ENTRIES SUPPLIED: Begin

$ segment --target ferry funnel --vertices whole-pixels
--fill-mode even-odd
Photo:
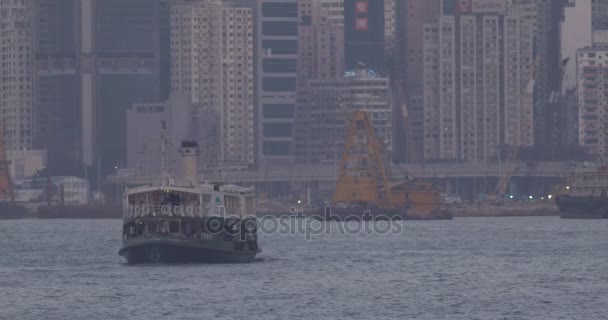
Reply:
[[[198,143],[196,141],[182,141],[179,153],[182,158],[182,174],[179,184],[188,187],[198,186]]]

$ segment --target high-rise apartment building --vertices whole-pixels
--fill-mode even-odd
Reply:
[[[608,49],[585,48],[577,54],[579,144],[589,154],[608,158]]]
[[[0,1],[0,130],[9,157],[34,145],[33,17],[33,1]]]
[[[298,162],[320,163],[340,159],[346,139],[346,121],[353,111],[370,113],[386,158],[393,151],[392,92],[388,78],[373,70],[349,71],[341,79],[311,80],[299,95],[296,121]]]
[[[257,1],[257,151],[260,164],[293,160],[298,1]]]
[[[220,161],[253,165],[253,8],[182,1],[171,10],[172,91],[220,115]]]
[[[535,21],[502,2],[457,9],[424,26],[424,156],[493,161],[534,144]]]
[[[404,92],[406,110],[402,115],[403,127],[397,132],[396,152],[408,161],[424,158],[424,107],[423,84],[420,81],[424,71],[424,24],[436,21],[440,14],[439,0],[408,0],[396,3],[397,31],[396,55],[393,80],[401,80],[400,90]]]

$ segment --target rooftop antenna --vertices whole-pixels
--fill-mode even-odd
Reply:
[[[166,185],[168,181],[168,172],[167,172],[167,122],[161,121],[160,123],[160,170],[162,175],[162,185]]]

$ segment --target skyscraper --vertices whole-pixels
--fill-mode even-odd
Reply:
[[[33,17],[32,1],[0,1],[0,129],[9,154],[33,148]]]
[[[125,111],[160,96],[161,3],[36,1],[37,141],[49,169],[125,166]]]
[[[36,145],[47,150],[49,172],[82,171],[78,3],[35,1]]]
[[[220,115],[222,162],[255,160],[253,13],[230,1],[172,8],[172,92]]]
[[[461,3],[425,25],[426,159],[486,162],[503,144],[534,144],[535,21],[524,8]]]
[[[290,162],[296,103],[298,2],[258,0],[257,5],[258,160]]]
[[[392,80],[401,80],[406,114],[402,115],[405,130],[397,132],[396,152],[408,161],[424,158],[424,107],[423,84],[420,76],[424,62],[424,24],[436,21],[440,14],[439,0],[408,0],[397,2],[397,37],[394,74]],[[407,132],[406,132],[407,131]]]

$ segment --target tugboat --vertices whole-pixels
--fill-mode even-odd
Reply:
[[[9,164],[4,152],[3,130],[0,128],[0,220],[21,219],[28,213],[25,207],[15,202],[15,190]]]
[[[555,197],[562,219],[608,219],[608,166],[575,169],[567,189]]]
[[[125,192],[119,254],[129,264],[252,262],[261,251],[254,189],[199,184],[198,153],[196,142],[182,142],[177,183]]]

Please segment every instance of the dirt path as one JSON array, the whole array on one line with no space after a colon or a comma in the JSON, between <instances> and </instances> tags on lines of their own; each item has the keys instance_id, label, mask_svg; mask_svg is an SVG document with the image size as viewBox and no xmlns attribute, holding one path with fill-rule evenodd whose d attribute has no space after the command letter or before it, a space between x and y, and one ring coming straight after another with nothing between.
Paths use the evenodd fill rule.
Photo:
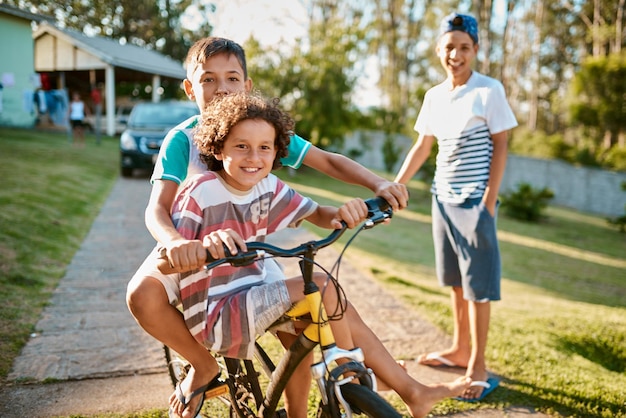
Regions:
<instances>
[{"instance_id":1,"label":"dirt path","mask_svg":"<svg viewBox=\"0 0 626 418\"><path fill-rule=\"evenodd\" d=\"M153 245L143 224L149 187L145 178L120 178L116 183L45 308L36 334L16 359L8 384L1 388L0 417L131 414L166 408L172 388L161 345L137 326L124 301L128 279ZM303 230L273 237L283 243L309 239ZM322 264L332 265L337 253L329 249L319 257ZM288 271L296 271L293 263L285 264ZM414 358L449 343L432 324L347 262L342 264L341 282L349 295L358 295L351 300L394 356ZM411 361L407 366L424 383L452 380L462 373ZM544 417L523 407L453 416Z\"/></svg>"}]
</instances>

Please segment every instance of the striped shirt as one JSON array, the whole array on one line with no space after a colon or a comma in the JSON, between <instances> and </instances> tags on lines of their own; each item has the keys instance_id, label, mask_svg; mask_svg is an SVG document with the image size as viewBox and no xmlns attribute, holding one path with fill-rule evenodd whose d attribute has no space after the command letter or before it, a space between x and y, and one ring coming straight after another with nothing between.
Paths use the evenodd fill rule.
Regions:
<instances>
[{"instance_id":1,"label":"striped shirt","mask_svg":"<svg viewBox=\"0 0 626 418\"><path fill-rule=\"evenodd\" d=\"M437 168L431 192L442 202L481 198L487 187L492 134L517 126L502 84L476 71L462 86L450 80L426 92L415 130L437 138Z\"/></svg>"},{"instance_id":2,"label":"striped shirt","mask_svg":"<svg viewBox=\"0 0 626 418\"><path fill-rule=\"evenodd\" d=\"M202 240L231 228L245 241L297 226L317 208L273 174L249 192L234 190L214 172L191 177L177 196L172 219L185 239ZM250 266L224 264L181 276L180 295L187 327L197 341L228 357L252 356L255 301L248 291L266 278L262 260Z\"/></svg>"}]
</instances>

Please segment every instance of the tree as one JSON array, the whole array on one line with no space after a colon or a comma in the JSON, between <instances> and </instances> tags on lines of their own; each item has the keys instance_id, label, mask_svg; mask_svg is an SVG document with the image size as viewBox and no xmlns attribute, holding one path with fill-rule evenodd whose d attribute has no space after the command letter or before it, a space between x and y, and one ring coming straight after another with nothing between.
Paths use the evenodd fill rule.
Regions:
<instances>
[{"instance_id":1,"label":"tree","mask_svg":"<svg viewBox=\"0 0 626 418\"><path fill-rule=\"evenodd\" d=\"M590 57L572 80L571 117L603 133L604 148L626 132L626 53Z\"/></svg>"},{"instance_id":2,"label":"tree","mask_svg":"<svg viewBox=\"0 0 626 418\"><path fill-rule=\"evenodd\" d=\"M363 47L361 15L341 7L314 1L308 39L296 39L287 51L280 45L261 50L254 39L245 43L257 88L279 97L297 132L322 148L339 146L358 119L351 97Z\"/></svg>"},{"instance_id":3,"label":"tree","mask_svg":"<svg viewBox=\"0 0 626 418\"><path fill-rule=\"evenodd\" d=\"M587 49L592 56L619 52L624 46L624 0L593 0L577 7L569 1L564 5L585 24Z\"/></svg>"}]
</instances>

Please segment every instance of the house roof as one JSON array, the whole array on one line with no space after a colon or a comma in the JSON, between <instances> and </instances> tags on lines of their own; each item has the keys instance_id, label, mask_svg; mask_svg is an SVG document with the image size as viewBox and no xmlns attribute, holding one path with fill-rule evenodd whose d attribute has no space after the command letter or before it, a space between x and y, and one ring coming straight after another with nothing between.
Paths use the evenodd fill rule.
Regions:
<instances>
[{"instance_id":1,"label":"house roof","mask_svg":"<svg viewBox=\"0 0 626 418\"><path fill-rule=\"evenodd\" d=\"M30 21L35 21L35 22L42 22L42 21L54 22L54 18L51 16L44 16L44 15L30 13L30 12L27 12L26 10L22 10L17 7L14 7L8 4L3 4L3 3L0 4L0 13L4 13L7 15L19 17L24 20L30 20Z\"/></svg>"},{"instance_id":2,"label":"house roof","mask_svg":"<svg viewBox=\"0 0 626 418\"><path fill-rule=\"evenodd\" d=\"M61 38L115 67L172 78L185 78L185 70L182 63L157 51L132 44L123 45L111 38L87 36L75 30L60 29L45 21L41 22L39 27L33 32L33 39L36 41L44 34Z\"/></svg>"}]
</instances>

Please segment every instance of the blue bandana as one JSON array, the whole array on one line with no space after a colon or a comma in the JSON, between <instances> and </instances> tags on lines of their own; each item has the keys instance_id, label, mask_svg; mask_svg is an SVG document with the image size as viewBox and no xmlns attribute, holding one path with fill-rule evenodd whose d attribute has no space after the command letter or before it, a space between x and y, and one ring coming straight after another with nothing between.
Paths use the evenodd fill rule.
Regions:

ENTRIES SUPPLIED: End

## WORK TO COMPLETE
For each record above, write out its text exactly and skip any picture.

## RESPONSE BELOW
$ segment --target ferry funnel --vertices whole-pixels
--fill-mode even-odd
Photo:
Reply:
[[[198,143],[196,141],[182,141],[179,153],[182,158],[182,174],[179,184],[188,187],[198,186]]]

$ segment --target high-rise apartment building --vertices whole-pixels
--fill-mode even-odd
Reply:
[[[608,49],[585,48],[577,54],[579,144],[589,154],[608,158]]]
[[[0,1],[0,130],[9,157],[34,145],[33,17],[33,1]]]
[[[298,162],[320,163],[340,159],[346,139],[346,121],[353,111],[370,113],[386,158],[393,151],[392,92],[388,78],[373,70],[349,71],[341,79],[311,80],[299,95],[296,121]]]
[[[257,1],[257,151],[260,164],[293,160],[298,1]]]
[[[220,161],[253,165],[253,8],[182,1],[171,10],[172,91],[220,115]]]
[[[535,21],[502,2],[457,9],[424,26],[424,156],[493,161],[534,144]]]
[[[404,92],[406,110],[402,115],[403,127],[397,132],[396,152],[408,161],[424,158],[424,107],[423,84],[420,81],[424,71],[424,24],[436,21],[440,14],[439,0],[408,0],[396,3],[397,31],[396,55],[393,80],[401,80],[400,90]]]

$ segment --target rooftop antenna --vertices whole-pixels
--fill-mode even-odd
Reply:
[[[166,185],[168,181],[168,172],[167,172],[167,122],[161,121],[160,123],[160,170],[162,175],[162,185]]]

$ segment --target skyscraper --vertices whole-pixels
--fill-mode even-odd
Reply:
[[[33,17],[32,1],[0,1],[0,129],[9,154],[33,148]]]
[[[125,111],[160,96],[161,3],[36,1],[37,141],[49,169],[125,166]]]
[[[36,145],[47,150],[49,172],[82,171],[78,3],[35,1]]]
[[[220,115],[222,162],[255,160],[253,13],[230,1],[172,8],[172,92]]]
[[[461,3],[425,25],[426,159],[486,162],[503,144],[534,144],[535,21],[524,8]]]
[[[290,162],[296,103],[298,2],[258,0],[257,5],[258,160]]]
[[[392,80],[401,80],[406,114],[402,115],[405,130],[397,132],[396,152],[408,161],[424,158],[424,107],[423,84],[420,76],[424,62],[424,24],[436,21],[440,14],[439,0],[408,0],[397,2],[397,37],[394,74]],[[407,132],[406,132],[407,131]]]

$ segment --target tugboat --vertices whole-pixels
--fill-mode even-odd
Reply:
[[[9,164],[4,152],[3,130],[0,128],[0,220],[21,219],[28,213],[25,207],[15,202],[15,190]]]
[[[555,197],[562,219],[608,219],[608,166],[575,169],[567,189]]]
[[[125,192],[119,254],[129,264],[252,262],[261,251],[254,189],[199,184],[198,153],[196,142],[182,142],[177,183]]]

Please segment every instance of the dirt path as one JSON array, the whole array on one line with no space after a colon or a comma in the JSON, between <instances> and </instances> tags on lines of their own; each item has the keys instance_id, label, mask_svg; mask_svg is an SVG document with the image size as viewBox and no xmlns attribute, holding one path with fill-rule evenodd whose d attribute has no space after the command letter or before it, a space between x and y, and one ring coming straight after another with nothing between.
Paths use the evenodd fill rule.
Photo:
Regions:
<instances>
[{"instance_id":1,"label":"dirt path","mask_svg":"<svg viewBox=\"0 0 626 418\"><path fill-rule=\"evenodd\" d=\"M153 245L143 224L149 187L145 178L120 178L116 183L45 308L36 334L16 359L8 384L1 388L0 417L131 414L166 408L172 388L161 345L137 326L124 301L128 279ZM303 230L273 237L283 243L309 239ZM322 264L332 265L337 253L329 249L319 257ZM288 271L296 271L293 263L285 264ZM414 358L449 343L432 324L347 262L342 264L341 282L349 295L358 295L351 300L394 356ZM411 361L407 366L424 383L452 380L462 373ZM544 417L523 407L453 416Z\"/></svg>"}]
</instances>

Please segment every instance of the striped shirt as one JSON array, the whole array on one line with no space after a colon or a comma in the JSON, between <instances> and </instances> tags on lines of their own; each item has the keys instance_id, label, mask_svg; mask_svg is an SVG document with the image size as viewBox and no xmlns attribute, holding one path with fill-rule evenodd whose d attribute has no space after the command letter or before it, a space between x and y, and one ring coming straight after another with nothing between.
Paths use the evenodd fill rule.
Regions:
<instances>
[{"instance_id":1,"label":"striped shirt","mask_svg":"<svg viewBox=\"0 0 626 418\"><path fill-rule=\"evenodd\" d=\"M437 168L431 192L442 202L481 198L487 187L492 134L517 126L502 84L476 71L462 86L450 80L426 92L415 130L437 138Z\"/></svg>"},{"instance_id":2,"label":"striped shirt","mask_svg":"<svg viewBox=\"0 0 626 418\"><path fill-rule=\"evenodd\" d=\"M202 240L231 228L245 241L297 226L317 208L273 174L249 192L234 190L214 172L191 177L177 196L172 219L185 239ZM250 266L224 264L181 276L180 295L187 327L197 341L228 357L252 356L255 301L248 291L266 278L262 260Z\"/></svg>"}]
</instances>

Please segment every instance of the tree as one JSON array, the whole array on one line with no space after a colon or a comma in the JSON, between <instances> and </instances> tags on lines of their own; each item has the keys instance_id, label, mask_svg; mask_svg is an SVG document with the image size as viewBox and no xmlns attribute, holding one path with fill-rule evenodd whose d attribute has no space after the command letter or before it, a space between x and y, and one ring coming straight after another with nothing between.
Paths use the evenodd fill rule.
Regions:
<instances>
[{"instance_id":1,"label":"tree","mask_svg":"<svg viewBox=\"0 0 626 418\"><path fill-rule=\"evenodd\" d=\"M590 57L572 80L571 117L603 133L604 148L626 132L626 53Z\"/></svg>"},{"instance_id":2,"label":"tree","mask_svg":"<svg viewBox=\"0 0 626 418\"><path fill-rule=\"evenodd\" d=\"M363 47L361 15L341 7L314 1L308 39L296 39L287 51L280 45L261 50L254 39L245 43L257 88L279 97L297 132L322 148L339 146L358 119L351 97Z\"/></svg>"},{"instance_id":3,"label":"tree","mask_svg":"<svg viewBox=\"0 0 626 418\"><path fill-rule=\"evenodd\" d=\"M587 49L592 56L619 52L624 46L624 0L593 0L577 7L569 1L564 5L585 24Z\"/></svg>"}]
</instances>

Please segment every instance of the house roof as one JSON array, the whole array on one line with no space after a colon or a comma in the JSON, between <instances> and </instances> tags on lines of their own; each item has the keys instance_id, label, mask_svg; mask_svg is an SVG document with the image size as viewBox and no xmlns attribute, holding one path with fill-rule evenodd whose d attribute has no space after the command letter or before it, a space between x and y, and one ring coming straight after another with nothing between.
Paths use the evenodd fill rule.
Regions:
<instances>
[{"instance_id":1,"label":"house roof","mask_svg":"<svg viewBox=\"0 0 626 418\"><path fill-rule=\"evenodd\" d=\"M30 21L35 21L35 22L42 22L42 21L54 22L54 18L51 16L44 16L44 15L30 13L30 12L27 12L26 10L22 10L17 7L14 7L8 4L3 4L3 3L0 4L0 13L4 13L7 15L19 17L24 20L30 20Z\"/></svg>"},{"instance_id":2,"label":"house roof","mask_svg":"<svg viewBox=\"0 0 626 418\"><path fill-rule=\"evenodd\" d=\"M61 38L115 67L172 78L185 78L185 70L182 63L157 51L132 44L123 45L111 38L87 36L75 30L60 29L45 21L41 22L39 27L33 32L33 39L36 41L44 34Z\"/></svg>"}]
</instances>

Please segment every instance of the blue bandana as one JSON array, the whole array on one line with no space after a colon or a comma in the JSON, between <instances> and </instances> tags on lines of their own; each item has the keys instance_id, label, mask_svg; mask_svg is an SVG document with the image size as viewBox and no xmlns attribute, holding one path with fill-rule evenodd whose d attribute has no space after the command letter or before it, a space between x and y, and one ring coming straight after another with nothing between.
Paths use the evenodd fill rule.
Regions:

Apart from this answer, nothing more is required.